Extrait source ▸
+++

Imaginez que vous ayez un bébé souffrant de problèmes de digestion et qui pleure très régulièrement. Au bout d’une semaine, votre voisine sonne furieusement à la porte pendant la nuit et vous incendie : « Qu’est-ce que vous lui faites à cet enfant, vous le maltraitez ou quoi ? Est-ce que je dois appeler la DDAS ? » mouvements
Plutôt que de lui répondre par un autre mot finissant par « AS », ce qui ne ferait qu’envenimer le rapport de force, nous recommandons quatre mouvements tirés d’un art martial chinois, le wing chun, littéralement « vitalité sans fin ». Inventé au XVIIe siècle par une femme exceptionnelle, Yim Wing Chun, cet art martial a notamment été rendu célèbre par Bruce Lee, et plus récemment par Kung Fu Panda.
Premier mouvements: la grue
Il est important de ne pas faire du conflit une affaire personnelle. La grue connaît son équilibre et sait donc où le retrouver. Plusieurs astuces pour y parvenir : savoir dissocier qui l’on est de la fonction que l’on occupe ou encore imaginer l’autre dans une situation cocasse. Il faut aussi savoir respirer, faire une pause. Essayez de rester concentré sur l’objectif, comme lorsqu’on conduit une voiture et qu’un obstacle se présente sur la route : si vous vous focalisez sur l’obstacle, vous rentrerez dedans à coup sûr …
Deuxième mouvements: le serpent
En situation de blocage, plus nous argumentons, plus nous donnons prise à la contre-argumentation. Le mouvement du serpent consiste tout simplement à faire le contraire de ce que l’autre attend : manifester sa compréhension. En étant capable de comprendre ce qui se passe chez l’autre, je l’amène à être capable de comprendre ce qu’il se passe chez moi. Dans l’exemple donné en introduction, le serpent aurait tenu à peu près ce langage : « J’entends à quel point c’est pénible d’être réveillé la nuit. J’en suis désolé·e. Mon enfant a des problèmes de digestion. Serait-il possible d’en parler plus sereinement demain ? »

+++

Entrées enregistrées ▸
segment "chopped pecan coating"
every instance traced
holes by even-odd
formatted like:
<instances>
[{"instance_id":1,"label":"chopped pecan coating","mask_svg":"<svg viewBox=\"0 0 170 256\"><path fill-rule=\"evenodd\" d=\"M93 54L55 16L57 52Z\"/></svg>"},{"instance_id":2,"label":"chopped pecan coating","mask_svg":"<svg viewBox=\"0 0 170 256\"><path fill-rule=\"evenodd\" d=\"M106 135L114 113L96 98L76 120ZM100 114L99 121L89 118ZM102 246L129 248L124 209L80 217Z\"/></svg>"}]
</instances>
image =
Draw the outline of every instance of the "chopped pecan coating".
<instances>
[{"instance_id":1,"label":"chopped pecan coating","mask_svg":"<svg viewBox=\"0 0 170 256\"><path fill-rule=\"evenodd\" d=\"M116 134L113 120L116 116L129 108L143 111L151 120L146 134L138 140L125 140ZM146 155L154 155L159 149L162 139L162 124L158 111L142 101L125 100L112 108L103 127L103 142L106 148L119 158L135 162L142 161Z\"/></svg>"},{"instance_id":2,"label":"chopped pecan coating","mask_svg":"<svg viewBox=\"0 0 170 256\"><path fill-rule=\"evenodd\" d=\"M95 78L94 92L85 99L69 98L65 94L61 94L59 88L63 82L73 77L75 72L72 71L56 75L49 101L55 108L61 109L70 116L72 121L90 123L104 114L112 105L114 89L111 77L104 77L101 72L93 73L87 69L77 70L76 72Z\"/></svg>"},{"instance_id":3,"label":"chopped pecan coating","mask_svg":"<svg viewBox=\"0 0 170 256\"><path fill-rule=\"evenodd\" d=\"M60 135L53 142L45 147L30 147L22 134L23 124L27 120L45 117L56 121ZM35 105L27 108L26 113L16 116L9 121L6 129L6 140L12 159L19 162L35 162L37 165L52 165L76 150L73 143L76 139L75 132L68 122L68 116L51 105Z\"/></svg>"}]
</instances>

+++

Consigne ▸
Citez mot pour mot le passage de l'extrait source qui commence par « Imaginez que vous » et se termine par « Kung Fu Panda. ». Ces entrées proviennent d'une autre source.

Résultat attendu ▸
Imaginez que vous ayez un bébé souffrant de problèmes de digestion et qui pleure très régulièrement. Au bout d’une semaine, votre voisine sonne furieusement à la porte pendant la nuit et vous incendie : « Qu’est-ce que vous lui faites à cet enfant, vous le maltraitez ou quoi ? Est-ce que je dois appeler la DDAS ? » mouvements
Plutôt que de lui répondre par un autre mot finissant par « AS », ce qui ne ferait qu’envenimer le rapport de force, nous recommandons quatre mouvements tirés d’un art martial chinois, le wing chun, littéralement « vitalité sans fin ». Inventé au XVIIe siècle par une femme exceptionnelle, Yim Wing Chun, cet art martial a notamment été rendu célèbre par Bruce Lee, et plus récemment par Kung Fu Panda.